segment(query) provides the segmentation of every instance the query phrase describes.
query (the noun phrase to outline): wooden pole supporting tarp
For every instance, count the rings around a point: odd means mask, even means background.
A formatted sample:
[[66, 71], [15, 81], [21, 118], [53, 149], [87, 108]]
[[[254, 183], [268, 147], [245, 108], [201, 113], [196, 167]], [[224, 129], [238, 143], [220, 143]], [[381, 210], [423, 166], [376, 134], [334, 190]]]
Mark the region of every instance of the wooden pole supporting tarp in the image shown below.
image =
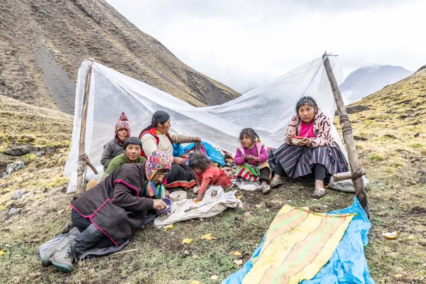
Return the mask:
[[84, 86], [84, 97], [83, 98], [83, 109], [82, 110], [82, 121], [80, 124], [80, 137], [78, 148], [79, 154], [79, 167], [77, 170], [77, 194], [84, 192], [84, 173], [86, 170], [86, 165], [89, 165], [93, 172], [97, 175], [97, 170], [92, 165], [87, 155], [84, 153], [84, 146], [86, 145], [86, 126], [87, 124], [87, 107], [89, 105], [89, 95], [90, 94], [90, 80], [92, 80], [92, 70], [93, 67], [94, 59], [91, 58], [87, 67], [87, 74], [86, 75], [86, 83]]
[[356, 178], [356, 179], [352, 180], [354, 187], [355, 187], [355, 194], [358, 197], [359, 203], [364, 208], [364, 212], [367, 214], [367, 217], [370, 218], [370, 209], [368, 209], [368, 204], [367, 202], [367, 193], [366, 187], [362, 180], [363, 170], [361, 168], [359, 160], [358, 160], [358, 155], [356, 154], [356, 150], [355, 149], [355, 140], [354, 139], [354, 135], [352, 134], [351, 121], [349, 121], [349, 116], [344, 107], [342, 94], [339, 89], [339, 86], [337, 85], [337, 82], [336, 81], [336, 77], [334, 77], [333, 70], [330, 65], [328, 56], [327, 53], [325, 53], [322, 56], [322, 59], [324, 60], [324, 66], [325, 67], [327, 75], [330, 82], [332, 91], [333, 92], [334, 100], [336, 101], [336, 106], [337, 106], [337, 111], [339, 111], [340, 125], [342, 126], [343, 138], [348, 152], [349, 165], [352, 170], [352, 174]]

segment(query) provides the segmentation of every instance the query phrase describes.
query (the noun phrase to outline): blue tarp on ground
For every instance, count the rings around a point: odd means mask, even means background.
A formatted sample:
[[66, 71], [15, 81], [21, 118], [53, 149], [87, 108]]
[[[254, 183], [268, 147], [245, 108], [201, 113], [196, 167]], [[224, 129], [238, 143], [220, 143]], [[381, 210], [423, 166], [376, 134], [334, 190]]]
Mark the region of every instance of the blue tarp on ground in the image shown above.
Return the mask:
[[[358, 199], [354, 198], [352, 206], [329, 213], [356, 213], [357, 214], [352, 219], [352, 222], [349, 224], [329, 262], [315, 277], [310, 280], [305, 280], [300, 283], [374, 283], [374, 280], [370, 276], [367, 260], [364, 252], [364, 247], [368, 242], [368, 230], [371, 227], [371, 223], [367, 218]], [[241, 269], [224, 280], [222, 284], [238, 284], [243, 281], [246, 274], [253, 267], [251, 259], [258, 256], [264, 241], [265, 237], [263, 236], [261, 244], [254, 251], [251, 258], [244, 264]]]

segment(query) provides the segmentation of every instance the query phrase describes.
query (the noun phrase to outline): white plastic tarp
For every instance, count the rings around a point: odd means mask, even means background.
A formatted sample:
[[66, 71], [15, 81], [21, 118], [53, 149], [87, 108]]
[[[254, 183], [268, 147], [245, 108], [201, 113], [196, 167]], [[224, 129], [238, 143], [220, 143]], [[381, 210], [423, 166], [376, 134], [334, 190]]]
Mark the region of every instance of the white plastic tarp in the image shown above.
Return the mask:
[[[338, 83], [342, 69], [335, 57], [329, 58]], [[71, 150], [65, 175], [70, 178], [68, 192], [76, 190], [80, 121], [89, 62], [79, 70]], [[163, 110], [171, 116], [172, 131], [200, 136], [215, 147], [235, 153], [238, 136], [246, 127], [254, 129], [266, 146], [278, 148], [284, 141], [285, 129], [295, 106], [302, 96], [314, 97], [331, 118], [335, 102], [322, 58], [309, 62], [270, 83], [225, 104], [195, 107], [146, 83], [102, 64], [93, 64], [86, 130], [85, 153], [98, 169], [104, 145], [114, 137], [114, 125], [121, 111], [127, 115], [133, 136], [151, 124], [153, 114]], [[344, 152], [336, 129], [336, 141]], [[90, 170], [88, 170], [91, 173]], [[88, 173], [89, 174], [89, 173]]]

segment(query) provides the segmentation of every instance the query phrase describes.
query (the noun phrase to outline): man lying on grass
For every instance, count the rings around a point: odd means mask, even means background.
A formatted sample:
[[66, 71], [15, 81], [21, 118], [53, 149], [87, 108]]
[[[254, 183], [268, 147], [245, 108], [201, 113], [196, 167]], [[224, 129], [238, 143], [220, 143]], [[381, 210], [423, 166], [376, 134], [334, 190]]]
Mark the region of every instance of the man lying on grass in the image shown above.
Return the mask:
[[70, 273], [75, 256], [126, 242], [142, 225], [148, 210], [167, 207], [161, 200], [166, 194], [163, 180], [171, 165], [166, 153], [155, 151], [145, 163], [124, 164], [80, 195], [71, 204], [71, 219], [80, 235], [61, 239], [41, 256], [42, 264]]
☆ ☆ ☆ ☆ ☆
Your task: Reproduce the listing above with each "Return the mask" changed to "Output the mask" and nothing else altered. Leave the pictures out.

The solution:
segment(query) provides the segmentation of every instance the query phrase describes.
query (the noun phrase to outline): wooden pole supporting tarp
For every instance, count the rings around a point: odd means mask, even means background.
A formatted sample:
[[66, 71], [15, 81], [21, 118], [53, 149], [87, 108]]
[[[254, 183], [268, 147], [245, 108], [201, 113], [196, 167]], [[224, 129], [238, 143], [220, 143]], [[381, 210], [423, 166], [376, 134], [334, 190]]]
Mark the region of every instance of the wooden pole supporting tarp in the image shown below.
image =
Output the mask:
[[84, 86], [84, 97], [83, 98], [83, 109], [82, 110], [82, 121], [80, 124], [80, 137], [78, 148], [79, 154], [79, 167], [77, 170], [77, 194], [84, 192], [84, 173], [86, 170], [86, 165], [89, 165], [93, 172], [97, 175], [97, 170], [92, 165], [87, 155], [84, 153], [84, 146], [86, 145], [86, 126], [87, 124], [87, 107], [89, 105], [89, 95], [90, 94], [90, 80], [92, 80], [92, 70], [93, 67], [94, 59], [91, 58], [87, 67], [87, 74], [86, 75], [86, 83]]
[[356, 178], [356, 179], [352, 180], [354, 187], [355, 187], [355, 194], [358, 197], [359, 203], [364, 208], [364, 212], [367, 214], [367, 217], [370, 218], [370, 209], [368, 209], [368, 204], [367, 202], [367, 193], [366, 187], [362, 180], [363, 170], [361, 168], [359, 160], [358, 160], [358, 155], [356, 154], [356, 150], [355, 149], [355, 140], [354, 139], [354, 135], [352, 134], [351, 121], [349, 121], [349, 116], [344, 107], [342, 94], [339, 89], [339, 86], [337, 85], [337, 82], [336, 81], [336, 77], [334, 77], [333, 70], [330, 65], [328, 56], [327, 53], [325, 53], [322, 56], [322, 59], [324, 60], [324, 66], [325, 67], [327, 75], [330, 82], [332, 91], [333, 92], [334, 100], [336, 101], [336, 106], [337, 106], [337, 111], [339, 111], [340, 125], [342, 126], [343, 138], [348, 152], [349, 165], [352, 170], [352, 174]]

segment(query) provides the segmentation of every instance the query phrase describes.
query (the noun phrase to outline): blue tarp on ground
For every instance, count the rings around a point: odd means mask, even means background.
A formatted sample:
[[66, 71], [15, 81], [21, 118], [53, 149], [87, 108]]
[[[254, 183], [268, 147], [245, 108], [201, 113], [196, 167]], [[224, 129], [238, 143], [220, 143]], [[381, 210], [423, 166], [376, 134], [334, 190]]]
Mark the region of every instance of the blue tarp on ground in the image shown above.
Output the mask:
[[[358, 199], [354, 198], [352, 206], [329, 213], [356, 213], [357, 214], [352, 219], [352, 222], [349, 224], [329, 262], [315, 277], [310, 280], [305, 280], [300, 283], [374, 283], [374, 280], [370, 276], [367, 260], [364, 252], [364, 247], [368, 242], [368, 230], [371, 227], [371, 223], [367, 218]], [[241, 269], [224, 280], [222, 284], [238, 284], [243, 281], [246, 274], [253, 267], [251, 259], [258, 256], [264, 241], [265, 237], [263, 236], [261, 244], [254, 251], [251, 258], [244, 264]]]

segment(query) provides the segmentation of every instance the query phrase describes.
query (the noun phrase to outline): white plastic tarp
For every instance, count the rings around a point: odd means mask, even means background.
A formatted sample:
[[66, 71], [15, 81], [21, 118], [53, 149], [87, 108]]
[[[254, 183], [268, 147], [245, 108], [201, 113], [196, 167]], [[224, 129], [238, 143], [220, 143]], [[381, 210], [423, 166], [376, 134], [334, 190]]]
Mark the region of every instance of the white plastic tarp in the image shown above.
Output the mask:
[[[338, 83], [342, 69], [335, 57], [329, 58]], [[71, 150], [65, 175], [70, 178], [68, 192], [76, 190], [80, 121], [89, 62], [79, 70]], [[163, 110], [171, 116], [172, 131], [200, 136], [215, 147], [235, 153], [238, 136], [246, 127], [254, 129], [266, 146], [278, 148], [284, 141], [285, 129], [295, 106], [302, 96], [314, 97], [331, 118], [335, 102], [322, 58], [309, 62], [270, 83], [225, 104], [195, 107], [146, 83], [102, 64], [93, 64], [86, 130], [85, 153], [98, 169], [104, 145], [114, 137], [114, 125], [121, 111], [127, 115], [133, 136], [151, 124], [153, 114]], [[344, 152], [336, 129], [336, 141]], [[90, 170], [88, 170], [91, 173]], [[88, 173], [89, 174], [89, 173]]]

segment(query) provides the segmentation of every instance the query phrase describes.
query (the noun phrase to outline): man lying on grass
For every instance, count the rings around a point: odd means mask, even means background.
A formatted sample:
[[66, 71], [15, 81], [21, 118], [53, 149], [87, 108]]
[[[254, 183], [268, 147], [245, 108], [201, 113], [196, 167]], [[224, 129], [238, 143], [220, 143]], [[381, 210], [423, 166], [376, 134], [334, 190]]]
Mark the region of every instance of the man lying on grass in the image shown above.
Output the mask:
[[70, 273], [75, 256], [126, 242], [142, 225], [148, 210], [167, 207], [161, 200], [166, 194], [163, 180], [171, 165], [166, 153], [155, 151], [145, 163], [124, 164], [80, 195], [71, 204], [71, 219], [80, 235], [61, 239], [41, 256], [42, 264]]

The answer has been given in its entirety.